Write out all of the data below verbatim, keeping every line and character unchanged.

Stored entries:
:::
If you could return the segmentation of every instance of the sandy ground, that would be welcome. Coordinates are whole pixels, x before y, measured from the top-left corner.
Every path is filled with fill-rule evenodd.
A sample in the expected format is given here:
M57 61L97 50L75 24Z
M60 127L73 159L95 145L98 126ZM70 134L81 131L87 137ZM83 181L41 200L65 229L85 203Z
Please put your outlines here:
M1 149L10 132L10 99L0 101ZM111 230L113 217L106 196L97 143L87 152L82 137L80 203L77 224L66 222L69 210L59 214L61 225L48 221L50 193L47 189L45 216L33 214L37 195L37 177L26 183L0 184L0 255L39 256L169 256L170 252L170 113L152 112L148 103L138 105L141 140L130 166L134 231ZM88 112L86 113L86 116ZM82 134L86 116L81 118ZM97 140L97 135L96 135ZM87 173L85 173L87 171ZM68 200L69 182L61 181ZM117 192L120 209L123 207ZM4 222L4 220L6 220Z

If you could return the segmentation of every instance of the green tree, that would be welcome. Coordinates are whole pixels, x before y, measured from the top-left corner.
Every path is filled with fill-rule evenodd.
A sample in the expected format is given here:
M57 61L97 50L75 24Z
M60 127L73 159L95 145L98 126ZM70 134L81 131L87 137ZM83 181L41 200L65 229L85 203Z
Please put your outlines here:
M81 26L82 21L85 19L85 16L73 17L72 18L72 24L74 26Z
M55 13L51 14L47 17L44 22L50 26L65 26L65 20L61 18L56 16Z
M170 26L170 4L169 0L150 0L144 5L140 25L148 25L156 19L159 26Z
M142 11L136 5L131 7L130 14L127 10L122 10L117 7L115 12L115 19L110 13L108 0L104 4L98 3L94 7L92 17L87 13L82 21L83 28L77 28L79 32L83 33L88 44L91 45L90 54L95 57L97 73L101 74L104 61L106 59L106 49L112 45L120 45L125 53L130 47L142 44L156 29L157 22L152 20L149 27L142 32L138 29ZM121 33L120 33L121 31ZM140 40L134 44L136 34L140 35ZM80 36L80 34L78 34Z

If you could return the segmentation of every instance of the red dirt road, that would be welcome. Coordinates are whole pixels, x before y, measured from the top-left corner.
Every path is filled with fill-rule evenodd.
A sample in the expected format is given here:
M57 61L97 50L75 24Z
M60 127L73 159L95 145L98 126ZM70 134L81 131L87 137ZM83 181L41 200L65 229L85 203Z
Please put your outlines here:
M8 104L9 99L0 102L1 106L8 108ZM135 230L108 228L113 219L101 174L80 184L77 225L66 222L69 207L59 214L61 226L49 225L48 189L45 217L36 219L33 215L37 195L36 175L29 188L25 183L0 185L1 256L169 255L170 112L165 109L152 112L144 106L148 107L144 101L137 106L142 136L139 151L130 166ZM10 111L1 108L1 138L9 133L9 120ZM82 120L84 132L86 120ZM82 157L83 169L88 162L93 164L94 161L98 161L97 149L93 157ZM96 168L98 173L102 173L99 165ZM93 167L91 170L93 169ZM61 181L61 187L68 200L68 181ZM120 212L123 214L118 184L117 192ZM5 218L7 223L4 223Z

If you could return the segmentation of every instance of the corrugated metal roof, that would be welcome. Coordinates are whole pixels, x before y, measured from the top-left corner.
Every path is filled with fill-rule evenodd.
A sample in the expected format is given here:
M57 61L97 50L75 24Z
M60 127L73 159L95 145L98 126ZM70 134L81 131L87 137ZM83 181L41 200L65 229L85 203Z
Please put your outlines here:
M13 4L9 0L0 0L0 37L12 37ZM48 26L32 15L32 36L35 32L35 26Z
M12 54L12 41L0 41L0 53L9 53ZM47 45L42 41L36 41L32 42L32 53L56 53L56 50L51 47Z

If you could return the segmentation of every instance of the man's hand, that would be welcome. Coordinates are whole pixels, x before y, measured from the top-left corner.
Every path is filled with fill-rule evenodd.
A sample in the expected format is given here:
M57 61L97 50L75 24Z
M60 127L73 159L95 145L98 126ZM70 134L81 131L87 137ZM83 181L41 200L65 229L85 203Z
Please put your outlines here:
:::
### Result of this exercise
If you could return the segmentation of every instance of the sandy ground, that would be welcome. Coordinates are whole pixels, x before y, measured from the top-left corner.
Every path is filled with fill-rule evenodd.
A sample in the expected format is given here:
M57 61L97 50L75 24Z
M60 127L73 159L95 145L98 126ZM70 134L81 131L87 137ZM83 181L41 200L65 229L85 203Z
Please put your outlines here:
M1 149L10 132L10 99L0 101ZM111 230L113 217L106 196L97 143L87 152L82 137L80 203L77 224L66 222L69 210L59 214L61 225L48 221L50 193L47 189L45 216L33 214L37 195L37 177L26 183L0 184L0 255L39 256L169 256L170 252L170 113L152 112L148 103L138 105L141 140L130 166L134 231ZM88 112L86 113L86 116ZM82 134L86 116L81 118ZM97 140L97 135L96 135ZM87 173L85 173L87 171ZM68 200L69 182L61 181ZM117 192L120 209L123 207ZM4 222L4 220L6 220Z

If you could return the segmentation of every instance of the green tree, that would be welcome. Coordinates are whole pixels, x before y, measured from the top-left corner.
Every path is filled with fill-rule evenodd.
A sample in the expected format is given here:
M57 61L97 50L75 24Z
M60 127L73 159L95 145L98 126ZM70 134L81 131L87 137ZM83 181L41 200L65 229L85 203Z
Please put your outlines here:
M81 26L82 21L85 19L85 16L73 17L72 18L72 24L74 26Z
M55 13L51 14L47 17L44 22L50 26L65 26L65 20L61 18L56 16Z
M170 26L170 4L169 0L150 0L144 5L140 25L148 25L156 19L159 26Z
M142 11L136 5L131 7L130 14L127 10L122 10L117 7L115 12L115 19L110 13L108 0L104 4L98 3L94 7L92 17L87 13L82 21L83 28L77 28L79 32L83 33L88 44L91 45L90 54L95 57L97 73L101 74L104 61L106 59L106 49L112 45L120 45L125 53L130 47L142 44L156 29L157 22L152 20L149 27L142 32L138 29ZM121 33L120 33L121 31ZM140 40L134 44L136 34L140 35ZM80 36L80 34L78 34Z

If you could return the segmentation of every instance of the red dirt road, that would be welcome. Coordinates are whole pixels, x before y, measured from the top-left corner.
Every path is filled with fill-rule evenodd.
A sample in the expected format is given here:
M57 61L97 50L75 24Z
M60 127L73 159L95 145L98 126ZM70 134L81 131L87 137ZM83 181L41 200L65 229L85 203Z
Please put your outlines here:
M8 104L9 99L0 102L1 106L8 108ZM135 230L108 228L113 219L101 174L80 184L77 225L66 222L69 207L59 214L61 226L49 225L48 189L45 217L36 219L33 215L37 195L36 175L29 188L25 183L0 185L1 256L169 255L170 112L165 109L152 112L144 106L148 107L144 101L137 106L142 136L139 151L130 166ZM10 111L1 108L1 138L9 133L9 120ZM82 120L84 132L86 120ZM82 157L83 169L88 162L93 164L94 161L98 161L97 149L93 157ZM96 168L98 173L102 173L99 165ZM93 167L91 170L93 169ZM61 181L61 187L68 200L68 181ZM120 212L123 214L118 184L117 192ZM5 218L7 223L4 223Z

If you could return the segmentation of every instance of the corrugated metal roof, that would be welcome. Coordinates are whole pixels, x before y, measured from the top-left corner.
Every path is filled with fill-rule evenodd.
A sample in the expected format is given here:
M57 61L97 50L75 24Z
M60 127L73 159L95 145L98 126ZM70 134L81 131L87 137ZM83 181L41 200L65 229L85 203Z
Please put your outlines here:
M13 4L9 0L0 0L0 37L12 37ZM48 26L32 15L32 36L35 32L35 26Z
M12 54L12 41L0 41L0 53L9 53ZM47 45L42 41L36 41L32 42L32 53L56 53L56 50L51 47Z

If you could return the segmentation of every instance of the man's hand, that would be welcome. Coordinates are whole pixels, x before y, measured from the top-left corner.
Every path is filled with fill-rule evenodd.
A sample in the expected format is given here:
M57 61L97 50L75 24Z
M60 127L73 159L95 145L98 126ZM70 134L81 131L87 137ZM83 181L41 200L65 229L85 203Z
Please put your outlines here:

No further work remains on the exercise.